**The problem:** Please copy everything from the start of the records down through the line containing "column 524, row 7", including that line, keeping every line unchanged.

**Supplied records:**
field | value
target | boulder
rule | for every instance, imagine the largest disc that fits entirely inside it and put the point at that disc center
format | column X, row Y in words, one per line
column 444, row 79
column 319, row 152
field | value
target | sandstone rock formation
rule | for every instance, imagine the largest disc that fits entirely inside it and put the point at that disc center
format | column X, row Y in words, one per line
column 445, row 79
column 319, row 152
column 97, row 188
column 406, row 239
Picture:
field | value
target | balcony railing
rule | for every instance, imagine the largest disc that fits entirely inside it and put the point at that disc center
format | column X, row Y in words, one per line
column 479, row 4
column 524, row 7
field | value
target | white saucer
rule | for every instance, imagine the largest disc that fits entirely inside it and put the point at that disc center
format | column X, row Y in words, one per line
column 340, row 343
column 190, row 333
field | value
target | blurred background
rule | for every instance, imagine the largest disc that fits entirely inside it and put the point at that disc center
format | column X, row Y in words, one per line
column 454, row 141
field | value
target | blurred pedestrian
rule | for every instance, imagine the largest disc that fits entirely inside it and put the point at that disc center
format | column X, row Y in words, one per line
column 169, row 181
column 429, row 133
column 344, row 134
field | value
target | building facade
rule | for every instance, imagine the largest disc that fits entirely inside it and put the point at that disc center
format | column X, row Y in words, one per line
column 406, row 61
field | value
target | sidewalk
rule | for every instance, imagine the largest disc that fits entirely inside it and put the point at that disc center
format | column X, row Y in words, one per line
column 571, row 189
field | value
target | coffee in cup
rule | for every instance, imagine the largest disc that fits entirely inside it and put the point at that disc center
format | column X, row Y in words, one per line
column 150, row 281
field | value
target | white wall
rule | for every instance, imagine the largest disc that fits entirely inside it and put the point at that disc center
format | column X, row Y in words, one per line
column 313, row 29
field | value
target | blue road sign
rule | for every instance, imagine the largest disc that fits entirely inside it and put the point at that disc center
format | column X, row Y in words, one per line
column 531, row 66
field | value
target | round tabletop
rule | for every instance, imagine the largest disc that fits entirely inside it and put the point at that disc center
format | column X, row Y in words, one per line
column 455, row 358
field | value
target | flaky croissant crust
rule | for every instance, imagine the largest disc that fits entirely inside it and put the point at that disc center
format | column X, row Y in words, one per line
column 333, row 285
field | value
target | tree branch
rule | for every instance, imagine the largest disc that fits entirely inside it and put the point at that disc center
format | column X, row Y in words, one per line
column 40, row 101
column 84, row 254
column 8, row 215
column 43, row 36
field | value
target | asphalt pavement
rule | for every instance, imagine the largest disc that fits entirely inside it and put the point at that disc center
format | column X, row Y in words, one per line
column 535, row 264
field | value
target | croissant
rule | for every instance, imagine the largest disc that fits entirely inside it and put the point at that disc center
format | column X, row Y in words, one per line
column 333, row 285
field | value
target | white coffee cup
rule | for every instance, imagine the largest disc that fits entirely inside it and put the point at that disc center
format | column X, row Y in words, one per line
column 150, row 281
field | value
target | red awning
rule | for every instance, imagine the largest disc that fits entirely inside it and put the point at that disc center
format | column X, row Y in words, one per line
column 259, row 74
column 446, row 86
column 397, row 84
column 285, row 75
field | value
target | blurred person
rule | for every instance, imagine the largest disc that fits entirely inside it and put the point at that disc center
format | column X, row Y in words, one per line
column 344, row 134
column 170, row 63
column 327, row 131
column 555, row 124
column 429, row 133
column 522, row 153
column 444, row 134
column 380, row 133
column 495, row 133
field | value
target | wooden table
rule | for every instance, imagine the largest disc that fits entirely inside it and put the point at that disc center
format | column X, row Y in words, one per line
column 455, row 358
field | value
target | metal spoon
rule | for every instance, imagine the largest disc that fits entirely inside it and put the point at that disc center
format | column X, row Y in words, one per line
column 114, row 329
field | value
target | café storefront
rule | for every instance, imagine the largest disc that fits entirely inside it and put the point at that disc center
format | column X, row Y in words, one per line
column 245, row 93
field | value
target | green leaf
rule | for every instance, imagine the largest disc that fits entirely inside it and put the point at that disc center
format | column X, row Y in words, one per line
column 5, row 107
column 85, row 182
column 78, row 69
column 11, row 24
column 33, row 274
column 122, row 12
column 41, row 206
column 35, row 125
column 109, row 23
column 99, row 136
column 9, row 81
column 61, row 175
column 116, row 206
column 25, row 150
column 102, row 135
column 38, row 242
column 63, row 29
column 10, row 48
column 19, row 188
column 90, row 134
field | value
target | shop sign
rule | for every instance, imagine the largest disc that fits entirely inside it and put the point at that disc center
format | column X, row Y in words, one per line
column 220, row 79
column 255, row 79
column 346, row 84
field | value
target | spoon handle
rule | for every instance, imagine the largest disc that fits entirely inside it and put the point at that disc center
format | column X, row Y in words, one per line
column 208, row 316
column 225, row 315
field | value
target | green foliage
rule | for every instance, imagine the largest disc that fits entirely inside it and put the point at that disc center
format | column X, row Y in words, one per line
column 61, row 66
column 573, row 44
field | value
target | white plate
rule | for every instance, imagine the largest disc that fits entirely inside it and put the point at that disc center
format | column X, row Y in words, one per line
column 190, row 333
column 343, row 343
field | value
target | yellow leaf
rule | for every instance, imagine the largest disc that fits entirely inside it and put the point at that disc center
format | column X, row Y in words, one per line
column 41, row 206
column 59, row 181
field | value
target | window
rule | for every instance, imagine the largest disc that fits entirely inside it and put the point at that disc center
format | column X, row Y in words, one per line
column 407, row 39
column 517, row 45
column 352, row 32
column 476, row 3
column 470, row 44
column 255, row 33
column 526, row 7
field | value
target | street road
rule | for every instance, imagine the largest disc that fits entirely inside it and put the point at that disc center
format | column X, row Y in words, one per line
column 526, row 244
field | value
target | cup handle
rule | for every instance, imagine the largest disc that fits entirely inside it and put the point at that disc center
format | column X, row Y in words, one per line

**Solution for this task:**
field | value
target | boulder
rule | for every instance, imagine the largest disc that fits entirely inside it and put the point at that disc center
format | column X, row Y in words, one per line
column 444, row 79
column 319, row 152
field | value
target | sandstone rock formation
rule | for every instance, imagine the largest disc that fits entirely inside it and put the point at that disc center
format | column X, row Y in words, one per line
column 445, row 79
column 319, row 152
column 97, row 188
column 406, row 239
Picture:
field | value
target | balcony railing
rule | for every instance, imagine the largest disc that fits entirely inside it and put the point at that disc center
format | column X, row Y in words, one per line
column 479, row 4
column 524, row 7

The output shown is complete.